--- SOURCE DATA ---
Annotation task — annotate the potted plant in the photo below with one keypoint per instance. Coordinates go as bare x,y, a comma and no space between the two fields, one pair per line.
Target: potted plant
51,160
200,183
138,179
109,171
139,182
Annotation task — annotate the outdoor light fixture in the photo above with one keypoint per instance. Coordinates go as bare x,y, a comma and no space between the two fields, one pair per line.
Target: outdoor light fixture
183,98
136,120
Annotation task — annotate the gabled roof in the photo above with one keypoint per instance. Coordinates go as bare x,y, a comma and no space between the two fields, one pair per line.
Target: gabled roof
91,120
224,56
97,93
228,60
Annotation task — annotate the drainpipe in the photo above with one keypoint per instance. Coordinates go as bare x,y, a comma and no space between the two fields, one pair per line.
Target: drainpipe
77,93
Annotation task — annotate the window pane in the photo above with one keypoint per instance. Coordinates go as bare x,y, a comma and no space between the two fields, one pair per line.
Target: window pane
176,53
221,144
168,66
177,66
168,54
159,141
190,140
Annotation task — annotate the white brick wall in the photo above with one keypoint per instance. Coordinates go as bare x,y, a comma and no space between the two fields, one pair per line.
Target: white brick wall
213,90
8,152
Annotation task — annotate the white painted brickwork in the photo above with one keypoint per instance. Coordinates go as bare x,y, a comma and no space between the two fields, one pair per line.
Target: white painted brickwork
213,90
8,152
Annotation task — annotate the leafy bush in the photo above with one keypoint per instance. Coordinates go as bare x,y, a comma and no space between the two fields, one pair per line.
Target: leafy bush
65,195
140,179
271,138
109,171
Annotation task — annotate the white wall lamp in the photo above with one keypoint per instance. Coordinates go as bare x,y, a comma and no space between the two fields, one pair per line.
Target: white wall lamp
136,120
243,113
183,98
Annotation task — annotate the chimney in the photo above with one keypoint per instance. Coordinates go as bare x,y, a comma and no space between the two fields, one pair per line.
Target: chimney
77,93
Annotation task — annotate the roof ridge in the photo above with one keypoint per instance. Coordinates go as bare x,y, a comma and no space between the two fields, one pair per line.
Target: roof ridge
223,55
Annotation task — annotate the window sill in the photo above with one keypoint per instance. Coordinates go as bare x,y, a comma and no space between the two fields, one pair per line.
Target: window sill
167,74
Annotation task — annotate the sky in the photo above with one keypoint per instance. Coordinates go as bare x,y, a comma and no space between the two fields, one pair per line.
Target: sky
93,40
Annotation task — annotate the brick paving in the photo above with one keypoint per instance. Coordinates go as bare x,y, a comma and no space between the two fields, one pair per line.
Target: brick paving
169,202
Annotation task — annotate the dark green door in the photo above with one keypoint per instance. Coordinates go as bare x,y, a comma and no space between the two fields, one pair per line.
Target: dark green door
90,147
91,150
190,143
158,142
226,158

--- WHAT IS EXPECTED ---
Your answer should be the lines from the one containing "Annotation task — annotate the leafy" through the end of the records, both included, output exactly and with nothing added.

--- RESULT BELOW ---
Annotation task — annotate the leafy bush in the photo above with one keypoint per instance. Coordinates go as bare x,y, a comma and no space between the two fields, one pair per line.
Target: leafy bush
65,195
140,179
271,138
109,171
Annotation task — annotate the white wall lamp in the photo above with one keypoint per instance. Coordinates go as bare x,y, a comma and no space between the two fields, one pair per line.
Target: white wall lamp
136,120
243,113
183,98
Annotation task — annotate the chimney in the photo above with one keypoint per instance. Coordinates go as bare x,y, a comma and no space between the two fields, one pair per line.
Target: chimney
77,93
Annotation task — annotate the roof ridge in the photo above with one keypoint per instance. Coordinates go as bare x,y, a comma and no space between the two fields, one pair per line.
Target: roof ridge
223,55
Annotation task — annotate the window sill in the photo above with one keypoint per instance. Coordinates go as bare x,y, a comma and no space between the two fields, one pair per line.
Target: window sill
167,74
Annotation task — annotate the sky in the photo above with one keypoint per instance. Coordinates go as bare x,y, a comma and no space between the two fields, one pair per line.
Target: sky
93,40
Annotation task — annotate the brick paving in the photo above with one keypoint per instance. Coordinates go as bare x,y, a comma and no space between the two fields, one pair per line.
Target: brick paving
169,202
Annotation task — annotate the dark green door in the photo above with one keypoint per instance. Coordinates go as bare x,y, a comma and no space between the two fields, one pair per line.
Target: dark green door
90,147
91,150
190,143
158,142
226,158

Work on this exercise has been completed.